* **The task**: Pick out each line of the entries below that contains the word "overcast", and copy those lines. Matches must have the same letter case.

* **Excerpts from pointing data**:

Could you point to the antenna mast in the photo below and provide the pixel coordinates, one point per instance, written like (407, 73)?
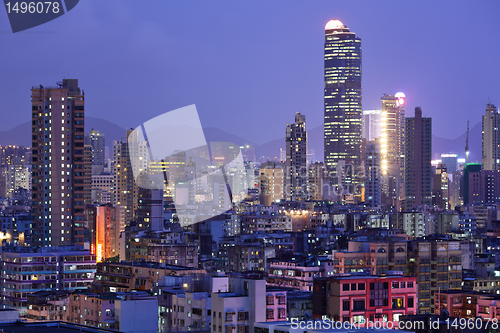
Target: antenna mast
(467, 145)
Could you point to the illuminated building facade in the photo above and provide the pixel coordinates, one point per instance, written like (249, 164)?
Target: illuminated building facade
(296, 160)
(343, 113)
(418, 170)
(125, 189)
(97, 141)
(58, 164)
(392, 144)
(372, 174)
(270, 183)
(372, 124)
(440, 188)
(491, 138)
(104, 227)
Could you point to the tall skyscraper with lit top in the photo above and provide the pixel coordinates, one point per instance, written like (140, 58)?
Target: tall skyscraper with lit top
(343, 113)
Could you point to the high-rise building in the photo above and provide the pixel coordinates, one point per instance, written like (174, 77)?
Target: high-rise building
(470, 188)
(491, 138)
(125, 189)
(418, 170)
(58, 164)
(343, 113)
(450, 161)
(150, 209)
(372, 174)
(372, 124)
(296, 160)
(270, 183)
(97, 141)
(87, 166)
(392, 148)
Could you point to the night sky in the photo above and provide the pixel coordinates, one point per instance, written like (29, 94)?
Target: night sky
(250, 65)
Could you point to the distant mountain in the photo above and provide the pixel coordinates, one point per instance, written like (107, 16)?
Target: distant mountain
(21, 134)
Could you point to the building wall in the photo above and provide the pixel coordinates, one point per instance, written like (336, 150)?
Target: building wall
(58, 164)
(418, 171)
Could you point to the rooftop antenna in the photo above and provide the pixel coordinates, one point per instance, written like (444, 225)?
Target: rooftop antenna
(467, 145)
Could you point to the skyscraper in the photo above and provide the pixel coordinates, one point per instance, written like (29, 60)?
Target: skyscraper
(125, 189)
(372, 174)
(418, 170)
(296, 160)
(58, 164)
(97, 141)
(343, 112)
(372, 124)
(491, 138)
(392, 148)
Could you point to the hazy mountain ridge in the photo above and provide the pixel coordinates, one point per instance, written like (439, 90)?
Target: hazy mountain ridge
(21, 136)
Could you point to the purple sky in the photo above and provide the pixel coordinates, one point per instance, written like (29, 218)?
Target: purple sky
(249, 66)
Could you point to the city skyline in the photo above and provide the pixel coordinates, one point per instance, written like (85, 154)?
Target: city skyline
(427, 78)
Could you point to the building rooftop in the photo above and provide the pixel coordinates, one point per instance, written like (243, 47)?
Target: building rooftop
(49, 327)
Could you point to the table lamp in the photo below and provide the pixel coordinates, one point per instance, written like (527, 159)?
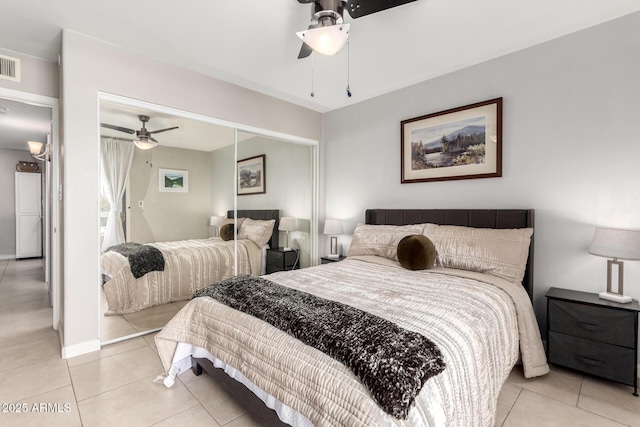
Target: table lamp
(287, 224)
(616, 244)
(216, 221)
(333, 227)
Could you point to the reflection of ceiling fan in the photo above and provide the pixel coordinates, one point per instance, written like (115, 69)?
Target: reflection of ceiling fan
(327, 33)
(143, 140)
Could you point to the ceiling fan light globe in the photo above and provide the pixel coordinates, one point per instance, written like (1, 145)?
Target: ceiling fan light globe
(145, 145)
(326, 40)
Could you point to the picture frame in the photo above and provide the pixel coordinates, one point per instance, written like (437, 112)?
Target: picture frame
(459, 143)
(173, 181)
(252, 177)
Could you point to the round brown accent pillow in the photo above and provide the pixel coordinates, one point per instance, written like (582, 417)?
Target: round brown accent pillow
(416, 252)
(226, 232)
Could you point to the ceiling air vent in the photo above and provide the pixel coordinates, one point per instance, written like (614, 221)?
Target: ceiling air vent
(9, 68)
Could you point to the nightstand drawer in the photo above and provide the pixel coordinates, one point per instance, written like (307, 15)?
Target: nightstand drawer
(604, 360)
(597, 324)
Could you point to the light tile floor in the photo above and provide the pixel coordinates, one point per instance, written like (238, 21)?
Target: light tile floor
(114, 386)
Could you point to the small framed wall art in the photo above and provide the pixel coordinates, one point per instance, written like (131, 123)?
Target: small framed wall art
(460, 143)
(252, 178)
(174, 181)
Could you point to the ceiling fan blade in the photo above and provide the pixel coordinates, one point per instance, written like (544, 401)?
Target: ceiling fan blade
(118, 128)
(163, 130)
(358, 8)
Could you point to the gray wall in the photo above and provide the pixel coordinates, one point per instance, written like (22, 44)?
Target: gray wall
(8, 161)
(570, 149)
(168, 216)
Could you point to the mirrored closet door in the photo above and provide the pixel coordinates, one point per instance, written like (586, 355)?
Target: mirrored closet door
(175, 192)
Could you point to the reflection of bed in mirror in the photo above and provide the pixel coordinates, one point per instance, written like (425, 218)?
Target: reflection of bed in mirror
(188, 265)
(477, 310)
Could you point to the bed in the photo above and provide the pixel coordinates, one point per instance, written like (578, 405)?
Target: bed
(187, 265)
(482, 324)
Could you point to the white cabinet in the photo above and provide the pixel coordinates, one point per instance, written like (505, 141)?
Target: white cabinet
(28, 215)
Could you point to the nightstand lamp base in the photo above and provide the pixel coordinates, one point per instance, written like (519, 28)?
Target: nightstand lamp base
(612, 296)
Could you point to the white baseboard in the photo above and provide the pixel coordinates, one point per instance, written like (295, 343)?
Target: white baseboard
(80, 349)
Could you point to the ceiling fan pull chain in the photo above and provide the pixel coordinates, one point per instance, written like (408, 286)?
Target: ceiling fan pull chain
(348, 68)
(312, 94)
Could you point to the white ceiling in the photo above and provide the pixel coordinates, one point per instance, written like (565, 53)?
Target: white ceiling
(21, 122)
(252, 43)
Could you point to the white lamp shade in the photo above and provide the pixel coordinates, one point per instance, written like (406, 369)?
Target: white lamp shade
(333, 227)
(216, 221)
(35, 147)
(145, 145)
(326, 40)
(287, 224)
(616, 243)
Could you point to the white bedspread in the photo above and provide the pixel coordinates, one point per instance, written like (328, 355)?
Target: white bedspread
(479, 322)
(189, 265)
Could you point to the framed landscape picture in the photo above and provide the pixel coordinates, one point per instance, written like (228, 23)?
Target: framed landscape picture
(174, 181)
(251, 176)
(461, 143)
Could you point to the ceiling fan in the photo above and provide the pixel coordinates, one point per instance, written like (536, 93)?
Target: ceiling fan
(328, 33)
(143, 140)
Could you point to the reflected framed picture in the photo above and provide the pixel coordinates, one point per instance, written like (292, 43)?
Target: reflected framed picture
(174, 181)
(460, 143)
(252, 177)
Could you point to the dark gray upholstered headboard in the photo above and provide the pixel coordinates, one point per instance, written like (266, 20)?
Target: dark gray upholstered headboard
(264, 214)
(479, 218)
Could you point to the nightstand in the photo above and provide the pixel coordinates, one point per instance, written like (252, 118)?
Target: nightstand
(279, 259)
(593, 335)
(327, 260)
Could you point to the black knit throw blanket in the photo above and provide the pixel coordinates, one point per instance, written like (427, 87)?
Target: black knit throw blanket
(392, 362)
(142, 258)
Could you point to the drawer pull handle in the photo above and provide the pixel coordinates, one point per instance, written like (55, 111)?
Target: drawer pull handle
(590, 326)
(588, 361)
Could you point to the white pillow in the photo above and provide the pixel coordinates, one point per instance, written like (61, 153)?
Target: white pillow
(258, 231)
(501, 252)
(380, 240)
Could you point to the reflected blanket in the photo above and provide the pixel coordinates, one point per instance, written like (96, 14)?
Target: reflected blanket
(142, 259)
(392, 362)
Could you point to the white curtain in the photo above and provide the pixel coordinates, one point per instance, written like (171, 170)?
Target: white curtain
(115, 164)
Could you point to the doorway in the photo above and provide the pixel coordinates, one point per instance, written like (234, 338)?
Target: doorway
(24, 129)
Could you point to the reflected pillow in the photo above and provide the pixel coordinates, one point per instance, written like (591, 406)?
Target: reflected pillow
(230, 221)
(501, 252)
(226, 232)
(416, 252)
(258, 231)
(380, 240)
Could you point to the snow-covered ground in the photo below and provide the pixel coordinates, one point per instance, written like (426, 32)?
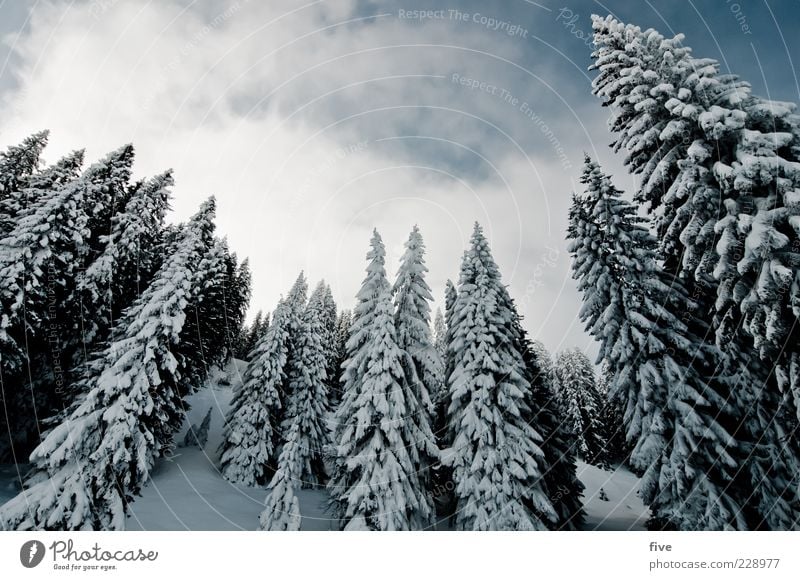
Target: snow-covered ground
(187, 491)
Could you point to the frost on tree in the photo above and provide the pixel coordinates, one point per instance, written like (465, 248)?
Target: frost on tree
(198, 435)
(17, 165)
(127, 262)
(250, 427)
(719, 168)
(305, 430)
(674, 415)
(377, 486)
(495, 454)
(91, 465)
(37, 268)
(335, 379)
(357, 345)
(379, 444)
(423, 367)
(558, 443)
(581, 404)
(282, 509)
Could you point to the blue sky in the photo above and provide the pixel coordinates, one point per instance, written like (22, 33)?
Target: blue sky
(315, 122)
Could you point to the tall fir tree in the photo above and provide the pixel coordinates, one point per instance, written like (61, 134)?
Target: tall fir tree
(564, 488)
(343, 323)
(18, 164)
(703, 144)
(304, 424)
(88, 468)
(423, 367)
(676, 416)
(497, 463)
(251, 424)
(377, 485)
(581, 403)
(123, 269)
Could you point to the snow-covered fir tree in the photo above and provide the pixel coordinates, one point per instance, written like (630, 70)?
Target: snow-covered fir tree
(581, 403)
(617, 449)
(90, 466)
(377, 486)
(675, 416)
(424, 370)
(282, 508)
(498, 465)
(440, 334)
(304, 424)
(545, 362)
(198, 435)
(251, 425)
(37, 270)
(702, 144)
(564, 488)
(343, 322)
(128, 260)
(18, 164)
(357, 346)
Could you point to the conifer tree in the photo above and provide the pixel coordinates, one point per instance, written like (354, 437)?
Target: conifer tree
(250, 427)
(558, 444)
(354, 367)
(581, 403)
(90, 466)
(377, 486)
(18, 164)
(304, 425)
(423, 367)
(674, 414)
(497, 463)
(703, 144)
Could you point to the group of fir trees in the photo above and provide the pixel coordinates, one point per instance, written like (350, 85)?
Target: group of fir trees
(696, 311)
(110, 318)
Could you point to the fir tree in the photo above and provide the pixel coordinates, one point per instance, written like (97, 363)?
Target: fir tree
(703, 144)
(558, 444)
(343, 323)
(354, 368)
(304, 427)
(377, 486)
(581, 403)
(123, 269)
(90, 466)
(282, 509)
(423, 367)
(675, 416)
(495, 454)
(250, 427)
(18, 164)
(250, 336)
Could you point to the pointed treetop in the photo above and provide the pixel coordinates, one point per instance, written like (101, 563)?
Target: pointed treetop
(298, 293)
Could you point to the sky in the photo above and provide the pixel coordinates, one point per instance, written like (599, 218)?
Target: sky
(313, 122)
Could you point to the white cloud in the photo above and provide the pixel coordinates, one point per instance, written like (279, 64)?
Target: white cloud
(305, 121)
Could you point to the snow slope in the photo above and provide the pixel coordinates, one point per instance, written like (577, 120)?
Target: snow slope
(624, 509)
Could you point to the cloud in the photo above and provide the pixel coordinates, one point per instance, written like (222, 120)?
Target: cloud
(314, 123)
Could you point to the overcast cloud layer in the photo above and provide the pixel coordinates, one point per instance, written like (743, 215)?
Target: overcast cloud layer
(313, 123)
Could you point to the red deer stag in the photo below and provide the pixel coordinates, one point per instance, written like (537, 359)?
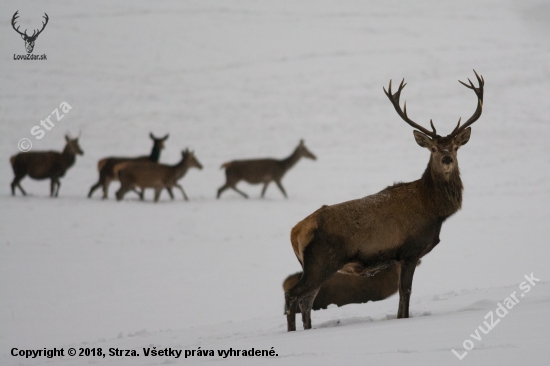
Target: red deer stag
(157, 176)
(44, 164)
(399, 224)
(342, 289)
(256, 171)
(106, 166)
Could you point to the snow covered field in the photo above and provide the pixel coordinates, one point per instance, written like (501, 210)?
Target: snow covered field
(241, 79)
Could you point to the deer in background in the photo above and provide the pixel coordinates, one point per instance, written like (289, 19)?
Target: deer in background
(44, 164)
(400, 224)
(256, 171)
(158, 176)
(106, 166)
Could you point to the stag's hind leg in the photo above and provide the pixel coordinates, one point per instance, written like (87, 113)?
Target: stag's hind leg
(16, 183)
(405, 286)
(320, 263)
(54, 187)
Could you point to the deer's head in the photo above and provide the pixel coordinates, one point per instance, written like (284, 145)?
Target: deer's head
(159, 141)
(72, 146)
(29, 40)
(443, 149)
(190, 159)
(303, 151)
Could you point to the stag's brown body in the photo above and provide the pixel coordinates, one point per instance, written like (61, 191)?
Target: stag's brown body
(152, 175)
(106, 166)
(256, 171)
(400, 224)
(343, 289)
(44, 165)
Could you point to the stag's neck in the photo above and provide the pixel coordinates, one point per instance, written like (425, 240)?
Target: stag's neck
(443, 195)
(155, 154)
(290, 161)
(67, 157)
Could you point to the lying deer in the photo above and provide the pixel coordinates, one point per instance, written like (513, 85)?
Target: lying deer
(342, 289)
(399, 224)
(106, 166)
(256, 171)
(151, 175)
(44, 164)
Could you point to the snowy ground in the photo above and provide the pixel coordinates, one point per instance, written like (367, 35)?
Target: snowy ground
(239, 79)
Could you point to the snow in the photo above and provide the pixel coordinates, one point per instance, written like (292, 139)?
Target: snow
(247, 79)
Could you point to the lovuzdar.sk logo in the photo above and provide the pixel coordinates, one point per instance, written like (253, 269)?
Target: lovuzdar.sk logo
(29, 40)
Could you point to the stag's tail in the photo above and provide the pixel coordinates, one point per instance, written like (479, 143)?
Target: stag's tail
(101, 164)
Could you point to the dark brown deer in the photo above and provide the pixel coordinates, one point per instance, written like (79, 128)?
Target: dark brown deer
(158, 176)
(29, 40)
(44, 164)
(342, 289)
(399, 224)
(256, 171)
(106, 166)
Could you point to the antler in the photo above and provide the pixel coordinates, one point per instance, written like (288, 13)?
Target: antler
(15, 16)
(394, 99)
(43, 26)
(477, 113)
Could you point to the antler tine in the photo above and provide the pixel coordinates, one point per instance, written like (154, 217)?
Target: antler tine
(479, 108)
(394, 99)
(13, 19)
(43, 24)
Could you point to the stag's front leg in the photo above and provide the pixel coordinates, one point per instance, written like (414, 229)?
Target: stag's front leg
(405, 285)
(305, 308)
(264, 189)
(280, 185)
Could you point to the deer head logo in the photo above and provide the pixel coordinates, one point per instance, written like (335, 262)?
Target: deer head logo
(29, 40)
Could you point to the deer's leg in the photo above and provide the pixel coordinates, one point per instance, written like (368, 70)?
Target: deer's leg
(122, 191)
(265, 188)
(281, 188)
(320, 263)
(241, 192)
(305, 307)
(222, 188)
(158, 190)
(405, 284)
(58, 185)
(105, 184)
(93, 188)
(16, 183)
(182, 191)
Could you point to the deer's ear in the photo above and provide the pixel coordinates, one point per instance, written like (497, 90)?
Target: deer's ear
(422, 140)
(463, 137)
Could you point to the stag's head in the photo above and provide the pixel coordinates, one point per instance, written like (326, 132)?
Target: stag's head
(443, 149)
(304, 152)
(72, 146)
(29, 40)
(190, 159)
(158, 141)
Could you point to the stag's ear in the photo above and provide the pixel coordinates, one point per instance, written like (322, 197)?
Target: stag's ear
(422, 140)
(463, 137)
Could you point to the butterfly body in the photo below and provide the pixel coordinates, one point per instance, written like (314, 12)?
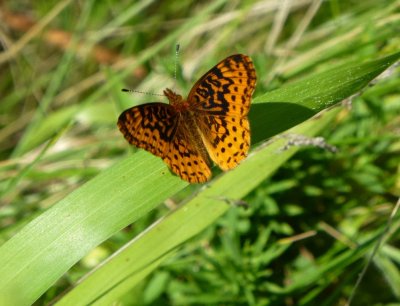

* **Answer**:
Could you point to the overcast cloud layer in the photo above and provide the pixel coordinates, one point per instance, written like (743, 215)?
Target: overcast cloud layer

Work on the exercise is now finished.